[WHAT THIS TASK INVOLVES] Lines before the one containing "Where can you find the statue's green" are excluded; retype that line and all remaining lines of the material exactly.

[Entries from a dataset]

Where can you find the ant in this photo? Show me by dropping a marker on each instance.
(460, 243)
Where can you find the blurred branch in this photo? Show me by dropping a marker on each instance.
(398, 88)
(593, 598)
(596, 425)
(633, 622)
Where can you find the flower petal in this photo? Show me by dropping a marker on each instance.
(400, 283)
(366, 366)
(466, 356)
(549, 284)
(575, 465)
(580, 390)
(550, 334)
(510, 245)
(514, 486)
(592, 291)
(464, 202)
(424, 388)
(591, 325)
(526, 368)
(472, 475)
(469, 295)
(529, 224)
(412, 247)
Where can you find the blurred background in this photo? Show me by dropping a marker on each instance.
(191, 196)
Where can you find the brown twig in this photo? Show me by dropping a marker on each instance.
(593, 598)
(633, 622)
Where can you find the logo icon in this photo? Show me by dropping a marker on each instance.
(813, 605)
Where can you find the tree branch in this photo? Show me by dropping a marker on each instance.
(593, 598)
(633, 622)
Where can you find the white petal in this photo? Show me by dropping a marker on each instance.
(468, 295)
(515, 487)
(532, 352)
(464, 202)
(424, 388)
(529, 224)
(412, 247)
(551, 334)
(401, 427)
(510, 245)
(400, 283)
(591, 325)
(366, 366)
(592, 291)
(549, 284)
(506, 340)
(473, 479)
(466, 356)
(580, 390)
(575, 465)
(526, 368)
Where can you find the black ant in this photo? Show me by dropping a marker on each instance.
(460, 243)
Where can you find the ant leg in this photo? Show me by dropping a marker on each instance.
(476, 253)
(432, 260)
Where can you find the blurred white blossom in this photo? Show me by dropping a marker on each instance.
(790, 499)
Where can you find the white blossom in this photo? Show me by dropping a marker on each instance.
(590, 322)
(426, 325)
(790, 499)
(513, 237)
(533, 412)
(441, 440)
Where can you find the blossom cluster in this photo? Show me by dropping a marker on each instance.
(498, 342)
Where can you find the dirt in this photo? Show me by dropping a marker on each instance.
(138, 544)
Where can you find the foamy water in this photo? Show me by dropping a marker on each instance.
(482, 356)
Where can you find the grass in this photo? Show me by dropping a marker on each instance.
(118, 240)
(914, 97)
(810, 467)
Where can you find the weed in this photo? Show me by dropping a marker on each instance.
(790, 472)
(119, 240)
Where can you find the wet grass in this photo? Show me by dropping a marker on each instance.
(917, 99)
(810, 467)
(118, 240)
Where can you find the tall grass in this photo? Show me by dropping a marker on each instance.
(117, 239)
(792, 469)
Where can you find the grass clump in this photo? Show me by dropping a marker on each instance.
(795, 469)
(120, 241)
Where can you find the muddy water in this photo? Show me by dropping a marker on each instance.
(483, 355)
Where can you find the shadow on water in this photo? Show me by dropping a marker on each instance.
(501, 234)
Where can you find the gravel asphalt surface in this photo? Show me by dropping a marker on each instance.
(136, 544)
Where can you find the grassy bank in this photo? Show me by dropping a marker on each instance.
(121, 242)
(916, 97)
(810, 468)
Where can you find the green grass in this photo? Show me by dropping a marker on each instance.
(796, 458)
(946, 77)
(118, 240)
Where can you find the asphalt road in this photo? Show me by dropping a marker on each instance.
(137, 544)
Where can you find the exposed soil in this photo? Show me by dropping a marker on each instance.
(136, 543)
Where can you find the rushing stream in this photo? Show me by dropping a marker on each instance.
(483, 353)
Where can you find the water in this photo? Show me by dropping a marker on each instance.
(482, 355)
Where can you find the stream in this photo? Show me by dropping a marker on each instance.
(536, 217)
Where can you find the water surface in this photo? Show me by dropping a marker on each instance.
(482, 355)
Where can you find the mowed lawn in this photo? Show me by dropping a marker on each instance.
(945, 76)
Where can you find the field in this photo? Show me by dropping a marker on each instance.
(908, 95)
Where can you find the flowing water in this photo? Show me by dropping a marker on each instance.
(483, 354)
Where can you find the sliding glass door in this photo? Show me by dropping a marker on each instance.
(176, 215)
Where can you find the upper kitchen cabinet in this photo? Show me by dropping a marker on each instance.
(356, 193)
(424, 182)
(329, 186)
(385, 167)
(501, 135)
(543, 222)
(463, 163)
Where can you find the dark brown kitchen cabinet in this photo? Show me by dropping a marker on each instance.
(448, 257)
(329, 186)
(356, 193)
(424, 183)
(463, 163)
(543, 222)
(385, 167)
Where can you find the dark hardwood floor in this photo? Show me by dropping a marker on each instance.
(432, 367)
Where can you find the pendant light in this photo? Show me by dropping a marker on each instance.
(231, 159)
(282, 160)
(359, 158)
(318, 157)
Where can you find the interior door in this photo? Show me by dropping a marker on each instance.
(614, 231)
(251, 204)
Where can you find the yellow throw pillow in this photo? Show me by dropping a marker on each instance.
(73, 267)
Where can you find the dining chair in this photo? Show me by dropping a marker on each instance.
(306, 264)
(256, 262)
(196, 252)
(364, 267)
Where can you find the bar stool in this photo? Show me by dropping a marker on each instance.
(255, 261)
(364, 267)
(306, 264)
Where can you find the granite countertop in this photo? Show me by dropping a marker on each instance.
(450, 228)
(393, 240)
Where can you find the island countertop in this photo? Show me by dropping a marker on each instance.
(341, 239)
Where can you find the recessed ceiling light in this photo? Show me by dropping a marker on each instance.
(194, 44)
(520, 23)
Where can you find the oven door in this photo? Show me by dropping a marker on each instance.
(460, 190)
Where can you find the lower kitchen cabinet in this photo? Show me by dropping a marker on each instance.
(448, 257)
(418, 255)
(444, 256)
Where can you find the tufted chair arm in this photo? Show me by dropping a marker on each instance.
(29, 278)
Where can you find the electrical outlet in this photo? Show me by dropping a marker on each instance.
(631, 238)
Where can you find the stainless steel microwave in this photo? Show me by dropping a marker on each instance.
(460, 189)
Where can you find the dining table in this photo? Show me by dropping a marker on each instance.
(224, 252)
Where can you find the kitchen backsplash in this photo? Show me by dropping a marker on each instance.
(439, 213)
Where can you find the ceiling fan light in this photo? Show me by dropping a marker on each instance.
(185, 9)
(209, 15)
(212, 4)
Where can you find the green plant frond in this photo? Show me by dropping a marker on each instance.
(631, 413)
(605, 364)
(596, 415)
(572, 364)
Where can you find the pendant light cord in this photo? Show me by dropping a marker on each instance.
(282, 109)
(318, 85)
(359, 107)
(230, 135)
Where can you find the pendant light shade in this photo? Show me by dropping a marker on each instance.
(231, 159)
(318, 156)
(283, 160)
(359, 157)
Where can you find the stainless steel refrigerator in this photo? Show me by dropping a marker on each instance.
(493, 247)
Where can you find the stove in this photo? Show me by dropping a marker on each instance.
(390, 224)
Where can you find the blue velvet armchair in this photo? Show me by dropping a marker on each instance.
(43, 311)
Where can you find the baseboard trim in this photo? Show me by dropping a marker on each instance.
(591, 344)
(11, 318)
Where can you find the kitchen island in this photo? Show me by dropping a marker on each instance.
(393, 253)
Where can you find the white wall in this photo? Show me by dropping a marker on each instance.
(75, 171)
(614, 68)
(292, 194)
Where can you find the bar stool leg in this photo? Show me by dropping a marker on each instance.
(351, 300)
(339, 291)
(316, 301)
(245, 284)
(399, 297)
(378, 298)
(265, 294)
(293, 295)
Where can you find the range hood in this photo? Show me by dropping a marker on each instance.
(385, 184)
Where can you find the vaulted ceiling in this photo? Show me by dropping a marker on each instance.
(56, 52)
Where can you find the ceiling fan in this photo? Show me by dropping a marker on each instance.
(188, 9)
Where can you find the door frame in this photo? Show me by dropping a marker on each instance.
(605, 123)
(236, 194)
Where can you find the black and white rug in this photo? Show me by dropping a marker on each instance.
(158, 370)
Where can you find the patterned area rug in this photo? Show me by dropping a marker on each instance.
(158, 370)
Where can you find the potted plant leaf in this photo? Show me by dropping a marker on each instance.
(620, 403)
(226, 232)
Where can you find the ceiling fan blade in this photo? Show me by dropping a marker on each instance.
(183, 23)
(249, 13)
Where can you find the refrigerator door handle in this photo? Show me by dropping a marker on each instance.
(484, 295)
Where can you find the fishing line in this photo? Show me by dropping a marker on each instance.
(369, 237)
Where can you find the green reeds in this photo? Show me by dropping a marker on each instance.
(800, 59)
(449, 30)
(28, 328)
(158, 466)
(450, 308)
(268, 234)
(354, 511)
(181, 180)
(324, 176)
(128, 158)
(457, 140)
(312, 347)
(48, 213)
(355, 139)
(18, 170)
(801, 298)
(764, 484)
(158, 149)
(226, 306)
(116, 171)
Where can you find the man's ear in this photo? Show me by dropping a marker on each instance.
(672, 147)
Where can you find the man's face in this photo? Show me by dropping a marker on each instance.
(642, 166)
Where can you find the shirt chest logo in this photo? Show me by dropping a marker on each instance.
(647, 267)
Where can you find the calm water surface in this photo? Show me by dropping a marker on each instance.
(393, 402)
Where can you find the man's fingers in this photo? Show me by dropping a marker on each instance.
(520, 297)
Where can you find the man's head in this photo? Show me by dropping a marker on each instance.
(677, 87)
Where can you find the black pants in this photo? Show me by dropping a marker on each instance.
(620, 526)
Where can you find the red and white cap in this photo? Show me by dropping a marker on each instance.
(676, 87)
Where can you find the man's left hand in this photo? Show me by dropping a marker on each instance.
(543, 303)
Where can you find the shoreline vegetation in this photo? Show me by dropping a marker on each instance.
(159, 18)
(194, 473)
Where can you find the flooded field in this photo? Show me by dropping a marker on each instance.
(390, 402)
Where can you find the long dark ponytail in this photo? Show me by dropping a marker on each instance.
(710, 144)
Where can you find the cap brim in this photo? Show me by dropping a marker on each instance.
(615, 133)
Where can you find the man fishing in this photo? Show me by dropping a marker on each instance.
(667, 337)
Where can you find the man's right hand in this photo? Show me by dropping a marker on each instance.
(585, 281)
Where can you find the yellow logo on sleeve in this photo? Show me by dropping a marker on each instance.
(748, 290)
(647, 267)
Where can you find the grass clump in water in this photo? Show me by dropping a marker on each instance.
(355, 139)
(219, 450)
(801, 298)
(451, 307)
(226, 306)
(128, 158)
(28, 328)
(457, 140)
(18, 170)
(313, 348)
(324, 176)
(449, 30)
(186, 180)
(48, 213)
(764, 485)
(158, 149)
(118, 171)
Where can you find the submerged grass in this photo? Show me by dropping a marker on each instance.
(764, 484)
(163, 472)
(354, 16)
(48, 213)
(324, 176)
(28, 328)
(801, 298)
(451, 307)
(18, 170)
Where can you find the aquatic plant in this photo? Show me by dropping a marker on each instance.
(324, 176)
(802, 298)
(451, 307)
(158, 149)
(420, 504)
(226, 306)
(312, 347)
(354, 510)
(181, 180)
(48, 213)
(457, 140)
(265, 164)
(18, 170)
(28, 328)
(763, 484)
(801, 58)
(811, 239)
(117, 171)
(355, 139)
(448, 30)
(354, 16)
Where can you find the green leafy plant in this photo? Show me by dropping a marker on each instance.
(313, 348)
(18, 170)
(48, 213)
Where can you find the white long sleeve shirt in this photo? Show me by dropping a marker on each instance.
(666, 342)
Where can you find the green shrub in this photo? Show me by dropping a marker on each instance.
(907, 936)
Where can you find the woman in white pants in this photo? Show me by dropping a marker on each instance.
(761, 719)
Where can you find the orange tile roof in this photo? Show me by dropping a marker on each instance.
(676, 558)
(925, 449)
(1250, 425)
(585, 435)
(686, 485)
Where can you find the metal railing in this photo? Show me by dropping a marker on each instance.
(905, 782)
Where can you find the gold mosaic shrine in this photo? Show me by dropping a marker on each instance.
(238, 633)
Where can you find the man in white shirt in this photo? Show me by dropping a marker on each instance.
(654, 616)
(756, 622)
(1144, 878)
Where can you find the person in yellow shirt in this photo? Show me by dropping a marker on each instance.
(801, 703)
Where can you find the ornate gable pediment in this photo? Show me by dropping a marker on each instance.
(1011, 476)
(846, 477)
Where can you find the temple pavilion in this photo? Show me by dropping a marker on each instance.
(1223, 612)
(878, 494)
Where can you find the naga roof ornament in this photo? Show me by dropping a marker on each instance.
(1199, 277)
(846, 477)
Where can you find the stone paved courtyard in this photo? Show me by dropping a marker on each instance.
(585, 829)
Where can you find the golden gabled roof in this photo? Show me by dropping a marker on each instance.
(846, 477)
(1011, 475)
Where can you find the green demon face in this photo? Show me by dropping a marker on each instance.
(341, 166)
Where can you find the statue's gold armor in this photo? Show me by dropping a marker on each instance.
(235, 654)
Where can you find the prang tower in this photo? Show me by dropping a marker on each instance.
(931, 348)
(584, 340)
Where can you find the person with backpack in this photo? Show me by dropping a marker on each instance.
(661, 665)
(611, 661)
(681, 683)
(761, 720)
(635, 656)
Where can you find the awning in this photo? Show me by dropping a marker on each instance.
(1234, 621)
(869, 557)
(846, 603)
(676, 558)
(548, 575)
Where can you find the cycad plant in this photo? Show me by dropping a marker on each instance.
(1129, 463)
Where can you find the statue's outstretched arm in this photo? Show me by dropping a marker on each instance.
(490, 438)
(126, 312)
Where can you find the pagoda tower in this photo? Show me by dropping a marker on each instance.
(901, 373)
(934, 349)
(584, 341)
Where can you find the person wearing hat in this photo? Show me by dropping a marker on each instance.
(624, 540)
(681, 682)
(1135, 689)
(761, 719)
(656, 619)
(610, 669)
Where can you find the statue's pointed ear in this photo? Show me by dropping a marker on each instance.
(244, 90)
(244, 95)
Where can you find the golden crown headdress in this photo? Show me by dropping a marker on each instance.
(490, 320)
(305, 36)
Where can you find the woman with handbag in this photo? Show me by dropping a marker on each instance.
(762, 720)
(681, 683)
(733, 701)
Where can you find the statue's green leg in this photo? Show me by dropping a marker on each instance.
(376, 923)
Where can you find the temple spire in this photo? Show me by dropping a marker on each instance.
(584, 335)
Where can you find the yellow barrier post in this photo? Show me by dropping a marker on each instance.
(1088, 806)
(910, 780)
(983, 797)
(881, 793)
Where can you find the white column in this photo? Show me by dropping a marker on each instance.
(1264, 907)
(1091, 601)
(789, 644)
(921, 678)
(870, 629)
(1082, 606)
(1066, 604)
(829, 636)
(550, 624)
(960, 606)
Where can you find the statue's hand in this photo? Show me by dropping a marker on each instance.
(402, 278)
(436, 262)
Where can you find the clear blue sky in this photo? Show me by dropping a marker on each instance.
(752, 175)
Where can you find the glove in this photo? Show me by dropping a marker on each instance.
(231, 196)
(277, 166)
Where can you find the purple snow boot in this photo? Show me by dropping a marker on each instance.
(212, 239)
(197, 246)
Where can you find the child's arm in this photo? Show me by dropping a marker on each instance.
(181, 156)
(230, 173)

[TASK SOLUTION]
Where can you find the statue's green leg in this photo? Show me by dropping a marker on each instance.
(376, 923)
Where can you find the temple spire in this photo? Show me by dropping a marker on each instance.
(584, 335)
Where can you find the yellow barrier post in this photo? Show me by dropping a marker on each instance.
(1088, 806)
(910, 780)
(983, 797)
(881, 793)
Where can you find the white column in this photo? Show me by dropping a marker on each instance.
(1264, 907)
(1091, 601)
(789, 644)
(921, 678)
(870, 629)
(1082, 606)
(1066, 604)
(829, 636)
(550, 624)
(960, 606)
Where can you find the statue's hand in this photo? Show me by dropping a marker on each instance.
(402, 278)
(436, 262)
Where can you find the clear blue sky in this photo? Show me by dropping a marker on each instance.
(752, 175)
Where can you find the glove in this photo? Show me by dropping a marker on each instance.
(231, 196)
(277, 166)
Where can you find the purple snow boot in this photo? Show me by dropping a marker on each instance.
(212, 239)
(197, 246)
Where can you find the child's arm in this photo? Show me by dropping a marker on each instance.
(181, 156)
(230, 173)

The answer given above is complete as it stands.